----- PASSAGE SHOWN -----
A new report from the Mortgage Bankers Association shows that about 4.2 million homeowners were in forbearance programs as of June 21.

In a world with precious little good news, here’s a small ray of sunshine: The number of mortgages in forbearance has dipped for the second straight week.

That’s according to a new report, out Monday, from the Mortgage Bankers Association (MBA). The report found that as of June 21, the total number of loans in forbearance dipped by 1 basis point, from 8.48 percent to 8.47 percent. In total, the MBA estimates that those numbers meant 4.2 million homeowners were in forbearance programs — down from 4.3 million earlier in June.

Mike Fratantoni | Photo credit: Mortgage Bankers Association

In a statement, MBA Chief Economist Mike Fratantoni added that the “overall share of loans in forbearance declined for the second week in a row.” Fratantoni also said that 17 percent of borrowers who went into forbearance have asked for an extension.

Overall, the report continues a running theme of modest-but-good news in the mortgage market. In the early days of the coronavirus pandemic, which shut down much of the economy, the number of loans in forbearance spiked.

However, since mid April, the numbers have been relatively flat. And while the recent dips have been modest, the lack of spikes at least suggests that things are not getting substantially worse.
-----
• [ACTIVITIES]:
A. Translate this sentence from the passage on mortgage forbearance into Spanish: "Fratantoni also said that 17 percent of borrowers who went into forbearance have asked for an extension."
B. Write the next few sentences of the passage on mortgage forbearance, picking up right after its final sentence.
----- EXTRACTED RECORDS -----
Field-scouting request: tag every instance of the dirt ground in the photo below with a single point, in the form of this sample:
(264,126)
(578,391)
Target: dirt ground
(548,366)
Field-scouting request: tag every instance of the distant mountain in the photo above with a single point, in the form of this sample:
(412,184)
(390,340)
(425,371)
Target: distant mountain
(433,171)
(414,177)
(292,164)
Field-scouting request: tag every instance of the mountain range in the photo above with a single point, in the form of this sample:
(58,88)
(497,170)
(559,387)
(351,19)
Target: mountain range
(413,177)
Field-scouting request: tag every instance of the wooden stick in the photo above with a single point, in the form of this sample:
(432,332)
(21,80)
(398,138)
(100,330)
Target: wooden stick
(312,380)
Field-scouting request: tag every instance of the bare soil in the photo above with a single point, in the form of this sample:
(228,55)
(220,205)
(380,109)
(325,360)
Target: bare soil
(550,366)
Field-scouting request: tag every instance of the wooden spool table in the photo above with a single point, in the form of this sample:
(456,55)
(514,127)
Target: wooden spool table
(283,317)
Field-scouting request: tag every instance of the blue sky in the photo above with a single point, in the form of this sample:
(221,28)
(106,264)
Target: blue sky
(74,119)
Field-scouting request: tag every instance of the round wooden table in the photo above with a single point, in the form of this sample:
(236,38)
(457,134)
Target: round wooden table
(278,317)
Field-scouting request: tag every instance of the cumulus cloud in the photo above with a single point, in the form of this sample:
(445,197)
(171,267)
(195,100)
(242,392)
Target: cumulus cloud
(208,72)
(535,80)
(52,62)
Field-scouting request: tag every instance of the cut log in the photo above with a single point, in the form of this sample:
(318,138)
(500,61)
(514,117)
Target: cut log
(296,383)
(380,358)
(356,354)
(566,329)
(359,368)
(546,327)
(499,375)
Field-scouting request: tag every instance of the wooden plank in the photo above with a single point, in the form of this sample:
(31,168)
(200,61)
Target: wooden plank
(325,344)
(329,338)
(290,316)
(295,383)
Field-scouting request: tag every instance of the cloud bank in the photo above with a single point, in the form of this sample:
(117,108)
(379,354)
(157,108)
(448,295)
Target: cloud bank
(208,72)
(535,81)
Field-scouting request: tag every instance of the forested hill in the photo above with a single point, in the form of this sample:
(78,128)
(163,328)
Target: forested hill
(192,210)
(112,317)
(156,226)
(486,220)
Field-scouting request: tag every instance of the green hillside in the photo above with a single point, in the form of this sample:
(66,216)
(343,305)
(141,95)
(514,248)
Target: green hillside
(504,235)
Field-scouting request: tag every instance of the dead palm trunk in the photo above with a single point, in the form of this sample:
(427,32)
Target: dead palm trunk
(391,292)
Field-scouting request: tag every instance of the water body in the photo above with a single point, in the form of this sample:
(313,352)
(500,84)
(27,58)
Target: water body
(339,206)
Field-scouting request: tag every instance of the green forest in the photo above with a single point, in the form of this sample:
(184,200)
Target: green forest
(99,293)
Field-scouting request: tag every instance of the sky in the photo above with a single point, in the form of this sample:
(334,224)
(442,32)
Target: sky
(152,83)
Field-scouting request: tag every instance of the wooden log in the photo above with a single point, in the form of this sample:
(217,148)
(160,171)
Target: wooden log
-----
• [ANSWERS TO THIS EXERCISE]:
A. Fratantoni también dijo que el 17 por ciento de los prestatarios que se acogieron a la indulgencia hipotecaria han solicitado una extensión.

B.
Credit: MBA

For Fannie Mae and Freddie Mac loans, specifically, the news from the latest MBA report is even better, with the number in forbearance dropping for the third week in a row to 6.26 percent.

However, the number of Ginnie Mae loans in forbearance remained flat as of June 21.

Credit: MBA

The report is based on a sample of 54 mortgage servicers, and represents data on 38.2 million loans.

One caveat to the report is that it doesn’t reflect data from the most recent seven days — which in this case have been characterized by spikes in the number of coronavirus cases in some states. As a result, it remains to be seen what kind of impact those recent spikes will have on the mortgage market.

However, Fratantoni at least framed the numbers as a positive sign.

“The level of forbearance requests remains quite low as of mid-June,” he explained. “The rebound in the housing market is likely one of the factors that is providing confidence to both potential homebuyers and existing homeowners during these troubled times.”